- Dataset extract:
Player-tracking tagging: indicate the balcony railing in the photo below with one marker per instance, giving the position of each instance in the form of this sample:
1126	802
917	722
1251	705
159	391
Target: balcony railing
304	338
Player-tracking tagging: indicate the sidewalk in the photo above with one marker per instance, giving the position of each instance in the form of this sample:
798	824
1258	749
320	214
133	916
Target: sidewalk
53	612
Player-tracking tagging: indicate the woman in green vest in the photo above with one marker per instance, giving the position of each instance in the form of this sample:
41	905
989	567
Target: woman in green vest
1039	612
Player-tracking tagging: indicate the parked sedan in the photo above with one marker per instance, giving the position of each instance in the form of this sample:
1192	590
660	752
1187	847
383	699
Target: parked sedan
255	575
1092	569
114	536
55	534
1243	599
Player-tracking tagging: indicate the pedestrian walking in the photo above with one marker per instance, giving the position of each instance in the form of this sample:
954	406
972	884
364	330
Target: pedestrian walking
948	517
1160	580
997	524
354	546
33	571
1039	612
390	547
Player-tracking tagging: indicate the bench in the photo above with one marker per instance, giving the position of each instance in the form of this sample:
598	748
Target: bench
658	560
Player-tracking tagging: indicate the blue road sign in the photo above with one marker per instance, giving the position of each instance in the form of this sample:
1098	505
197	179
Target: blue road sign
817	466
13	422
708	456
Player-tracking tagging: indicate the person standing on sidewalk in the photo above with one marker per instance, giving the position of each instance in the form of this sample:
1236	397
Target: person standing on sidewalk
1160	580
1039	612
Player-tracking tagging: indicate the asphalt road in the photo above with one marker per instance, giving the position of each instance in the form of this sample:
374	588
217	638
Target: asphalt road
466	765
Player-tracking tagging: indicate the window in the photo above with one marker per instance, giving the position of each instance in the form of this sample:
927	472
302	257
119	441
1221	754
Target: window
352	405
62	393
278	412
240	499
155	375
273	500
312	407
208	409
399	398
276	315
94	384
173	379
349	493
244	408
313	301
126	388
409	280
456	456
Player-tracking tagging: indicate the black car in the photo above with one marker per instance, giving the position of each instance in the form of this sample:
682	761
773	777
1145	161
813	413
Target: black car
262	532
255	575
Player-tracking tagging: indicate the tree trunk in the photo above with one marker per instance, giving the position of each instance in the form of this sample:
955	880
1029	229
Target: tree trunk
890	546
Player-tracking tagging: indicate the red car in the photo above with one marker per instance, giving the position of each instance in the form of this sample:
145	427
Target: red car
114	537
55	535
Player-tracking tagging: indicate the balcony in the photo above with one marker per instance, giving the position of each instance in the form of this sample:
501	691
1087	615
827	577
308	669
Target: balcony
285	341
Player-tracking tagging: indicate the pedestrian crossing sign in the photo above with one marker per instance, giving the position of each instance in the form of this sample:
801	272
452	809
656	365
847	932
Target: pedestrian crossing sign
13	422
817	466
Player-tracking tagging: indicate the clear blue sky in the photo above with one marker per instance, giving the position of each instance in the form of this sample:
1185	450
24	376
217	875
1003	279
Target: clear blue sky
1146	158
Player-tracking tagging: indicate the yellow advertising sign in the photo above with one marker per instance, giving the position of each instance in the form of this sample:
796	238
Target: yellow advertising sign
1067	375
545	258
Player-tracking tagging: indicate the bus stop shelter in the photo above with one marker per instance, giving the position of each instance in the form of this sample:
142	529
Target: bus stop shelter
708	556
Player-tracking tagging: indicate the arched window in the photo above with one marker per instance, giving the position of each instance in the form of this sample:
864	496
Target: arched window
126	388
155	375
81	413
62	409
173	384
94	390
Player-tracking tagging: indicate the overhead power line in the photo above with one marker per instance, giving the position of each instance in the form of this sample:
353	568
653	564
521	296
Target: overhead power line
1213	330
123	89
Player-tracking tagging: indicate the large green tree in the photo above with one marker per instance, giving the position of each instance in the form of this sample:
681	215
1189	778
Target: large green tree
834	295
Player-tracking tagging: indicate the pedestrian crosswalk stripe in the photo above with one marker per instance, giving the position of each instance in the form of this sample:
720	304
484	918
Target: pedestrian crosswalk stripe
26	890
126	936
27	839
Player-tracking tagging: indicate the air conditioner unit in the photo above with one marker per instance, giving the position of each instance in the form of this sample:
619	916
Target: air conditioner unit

- What you will do: Make sure every record is repeated exactly.

- The completed task:
Player-tracking tagging: indicate the balcony railing in the photo below with one marker per instance, giving the position of each instance in the form of this sample:
1126	802
917	722
1251	705
159	391
Target: balcony railing
304	338
Player-tracking tagging: indicate the sidewalk in the photo above with one marker per instance, giving the position of each instance in the form of this sample:
798	824
1258	749
320	214
133	916
Target: sidewalk
53	612
Player-tracking tagging: indicate the woman in green vest in the photo above with one marker per instance, giving the position of each instance in the form of this sample:
41	905
989	567
Target: woman in green vest
1039	612
Player-tracking tagging: indicate the parked sedan in the photo above with one marker per instance, giving the position of each instance in the form of this sample:
1192	590
660	752
1187	847
383	699
Target: parked sedan
255	575
1092	569
114	536
55	534
1243	599
Player-tracking tagging: indicate the pedestrian walking in the photo above with one marker per instance, giving the position of each instance in the form of this sample:
954	406
972	884
364	330
Target: pedestrian walking
948	517
1160	580
997	524
354	546
33	571
1039	612
390	547
Player-tracking tagging: indicate the bench in the photo above with one marker per instance, giving the position of each instance in the form of this sample:
598	748
Target: bench
658	560
Player-tracking tagging: indicate the blue road sign in the photo above with one marker per instance, giving the position of each instance in the form of this sample:
1098	505
197	179
Target: blue road sign
817	466
13	422
708	456
Player-tracking tagging: indicate the person standing on sidewalk in the photo above with one marker per instance, giving the position of each instance in the form of this sample:
1236	397
Target: person standing on sidewalk
1160	580
1039	612
Player-tracking tagging: indicate the asphalt road in the photo above with one marker per instance, giving the position of each instance in the form of this sample:
374	588
217	638
Target: asphalt road
466	765
Player-tracking tagging: indicate the window in the photo above with one marker per instance, giving the position of each instance in the form of this sample:
927	472
302	257
119	441
1221	754
Target: window
352	405
62	393
278	412
240	499
155	375
273	500
312	407
208	409
399	398
276	315
94	384
173	379
349	493
244	408
313	301
126	388
409	280
456	456
Player-tracking tagging: indicate the black car in the photo above with one marker per instance, giving the position of each instance in the form of this sample:
682	761
773	777
1145	161
813	413
Target: black car
262	532
255	575
Player-tracking tagging: indicate the tree trunk in the photo above with one marker per instance, giving the position of each instance in the form of this sample:
955	880
1029	229
Target: tree trunk
890	546
Player-tracking tagging: indicate the red car in the photo above with one marker per instance, giving the position of each instance in the form of this sample:
145	427
Target: red car
114	537
55	535
Player-tracking tagging: indicate the balcony in the photo above with one marker per instance, giving the position of each instance in the form of this sample:
501	691
1087	615
827	577
308	669
Target: balcony
285	341
Player-tracking tagging: indicate the pedestrian crossing sign in the photo above with one marker per instance, giving the position of each instance in the form of this sample:
801	272
452	809
656	365
847	932
Target: pedestrian crossing sign
13	422
817	466
Player-tracking tagging: indicate the clear blue sky in the photo above with one marker per instance, giving the position of each instance in the form of this sample:
1185	450
24	376
217	875
1003	279
Target: clear blue sky
1146	158
Player-tracking tagging: indicate the yellow advertising sign in the photo above with one marker per instance, giving the position of each instance in the form of this sample:
796	238
Target: yellow advertising sign
1067	375
545	258
Player-tracking tagging: indicate the bus stop shelter in the photo above with one marker per instance, giving the position of each instance in the form of this sample:
142	529
Target: bus stop shelter
708	556
Player-tracking tagging: indicate the arched window in the photo above with one marker per instance, giving the position of each instance in the form of this sample:
864	496
Target: arched window
126	388
155	375
81	413
62	409
173	384
94	390
Player-tracking tagging: indicate the overhead power line in the photo above with one marker per instance, giving the position of each instance in the form of this sample:
353	568
653	564
521	296
Target: overhead power line
1213	330
123	89
Player-tracking tagging: indicate the large green tree in the photo above with one marker per instance, giving the position of each instance in the form of this sample:
681	215
1189	778
Target: large green tree
834	295
Player-tracking tagging: indicate the pedestrian crosswalk stripe in the photo above with one marker per instance, giving the position of each instance in the form of this sample:
720	304
484	918
Target: pedestrian crosswalk stripe
26	890
126	936
27	839
Player-tracking tagging: indicate the air conditioner unit in the photo above with one marker per instance, giving the position of each instance in the form of this sample:
619	916
Target: air conditioner unit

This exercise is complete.